• Trecho de origem
Sabemos que a tecnologia foi resultado da inventividade humana. Com o advento do capitalismo, a tecnologia foi se metamorfoseando e adequando ao modus operandi do capital. Toda “inovação” é para de fato valorizar mais e, assim, acumular muito mais!

1.

A era da expansão dos algoritmos e da Inteligência artificial, qualquer previsão sobre o futuro do trabalho corre o risco de ser mais um embuste. Impulsionada pela financeirização do capital, a Inteligência artificial é explícita em seu objetivo: transferir para as máquinas inteligentes tudo que hoje é realizado pelo trabalho humano.

Alguém poderia dizer: mas isso não é bom? Não teremos trabalhos mais qualificados, mais “criativos”, vivenciando um mundo laborativo mais humano e mais tempo de vida?

A resposta está nas atividades que se expandem nas sombras da Inteligência artificial, com seus microtrabalhos ultraprecarizados, especialmente (mas não só) no Sul global. Realizando jornadas ilimitadas, excluídos de todos os direitos do trabalho, recebendo níveis de remuneração indigentes, de modo a gerar informações para a Inteligência artificial. E quem encontra trabalho nas startups está experimentando uma “invenção” chinesa (o S-996): jornadas das 9 da manhã às 9 da noite, 6 dias de trabalho, totalizando 72 horas semanais. Eis os novos experimentos que se expandem neste “admirável mundo do trabalho” na era da Inteligência artificial.

A síntese é límpida: eliminação de “trabalho vivo”, em uma gama enorme de atividades, substituídos pelo “trabalho morto”, como se vê na ciberindústria. Mas, atenção, há luz no fim do túnel para os descartáveis e os supérfluos: sobreviver por meio do trabalho uberizado, que se expande globalmente nas plataformas digitais.

Plataformas que se utilizam do mito do “empreendedorismo” visando proletarizar ao limite, mas se recusando a reconhecer a condição de assalariamento; impondo, através do “comando invisível dos algorítmicos”, jornadas prolongadas, além de vedar peremptoriamente qualquer forma de proteção do trabalho. Tendência que defini, em O privilégio da servidão, como “nova era de escravidão digital” (Boitempo, 2020). E que os CEOs, esses novos predadores digitais, consideram como sendo “moderna”.

Um aparente paradoxo aflora, e um novo espectro se avizinha: com a expansão acelerada da Inteligência artificial generativa, sem controle e sem regulamentação, estamos presenciando, em plena era digital, a retomada de modalidades pretéritas de trabalho, pautadas pela trípode exploração, expropriação e espoliação, vigente no início da Revolução Industrial.

• Material fornecido
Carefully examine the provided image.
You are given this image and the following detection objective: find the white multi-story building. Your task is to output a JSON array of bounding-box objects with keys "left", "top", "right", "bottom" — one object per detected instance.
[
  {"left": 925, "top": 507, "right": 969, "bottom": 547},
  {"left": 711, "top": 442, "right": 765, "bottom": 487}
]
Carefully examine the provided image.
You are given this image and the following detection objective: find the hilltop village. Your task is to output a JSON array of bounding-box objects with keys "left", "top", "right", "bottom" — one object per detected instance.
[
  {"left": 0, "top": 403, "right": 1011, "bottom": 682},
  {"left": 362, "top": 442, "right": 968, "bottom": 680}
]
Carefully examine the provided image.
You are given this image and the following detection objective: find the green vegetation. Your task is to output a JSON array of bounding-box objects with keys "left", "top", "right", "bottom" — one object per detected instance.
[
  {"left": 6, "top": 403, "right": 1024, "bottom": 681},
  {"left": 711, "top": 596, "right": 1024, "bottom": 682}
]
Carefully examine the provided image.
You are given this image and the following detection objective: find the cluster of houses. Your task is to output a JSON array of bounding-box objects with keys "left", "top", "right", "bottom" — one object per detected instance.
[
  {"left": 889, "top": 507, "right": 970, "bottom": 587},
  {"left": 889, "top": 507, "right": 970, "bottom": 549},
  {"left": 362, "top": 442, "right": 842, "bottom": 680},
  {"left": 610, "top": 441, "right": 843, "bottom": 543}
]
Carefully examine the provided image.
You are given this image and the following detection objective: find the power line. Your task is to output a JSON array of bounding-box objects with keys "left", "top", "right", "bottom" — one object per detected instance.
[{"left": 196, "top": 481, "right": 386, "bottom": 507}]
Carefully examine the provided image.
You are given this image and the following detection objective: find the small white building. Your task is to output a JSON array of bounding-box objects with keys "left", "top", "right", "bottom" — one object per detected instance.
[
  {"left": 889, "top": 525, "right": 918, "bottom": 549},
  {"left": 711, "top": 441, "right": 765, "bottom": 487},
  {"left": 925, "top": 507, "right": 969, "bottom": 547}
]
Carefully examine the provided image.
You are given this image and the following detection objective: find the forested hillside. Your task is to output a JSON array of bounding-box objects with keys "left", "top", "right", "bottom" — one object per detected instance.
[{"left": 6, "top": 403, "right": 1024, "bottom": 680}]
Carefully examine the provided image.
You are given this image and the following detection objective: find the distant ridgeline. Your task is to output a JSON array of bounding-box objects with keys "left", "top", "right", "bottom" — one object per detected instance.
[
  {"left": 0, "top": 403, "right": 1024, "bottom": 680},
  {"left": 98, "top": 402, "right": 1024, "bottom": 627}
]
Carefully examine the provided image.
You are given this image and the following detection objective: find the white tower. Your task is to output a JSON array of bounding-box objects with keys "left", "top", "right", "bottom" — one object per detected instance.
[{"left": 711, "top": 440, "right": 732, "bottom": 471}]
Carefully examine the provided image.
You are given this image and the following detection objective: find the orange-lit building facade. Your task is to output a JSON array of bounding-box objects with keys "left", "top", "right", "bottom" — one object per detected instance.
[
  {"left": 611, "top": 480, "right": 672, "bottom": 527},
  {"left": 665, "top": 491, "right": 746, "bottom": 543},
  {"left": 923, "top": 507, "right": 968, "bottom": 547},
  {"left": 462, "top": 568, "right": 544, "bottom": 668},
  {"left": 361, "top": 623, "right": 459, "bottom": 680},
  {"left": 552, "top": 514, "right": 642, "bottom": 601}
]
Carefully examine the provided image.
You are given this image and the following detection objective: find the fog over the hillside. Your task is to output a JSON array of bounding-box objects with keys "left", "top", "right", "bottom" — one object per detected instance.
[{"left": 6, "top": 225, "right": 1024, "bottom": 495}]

• Instruções do exercício
Segundo o trecho sobre inteligência artificial e trabalho, em que consiste a jornada chinesa chamada S-996?

• Resposta do problema
Consiste em jornadas das 9 da manhã às 9 da noite, durante 6 dias de trabalho, totalizando 72 horas semanais.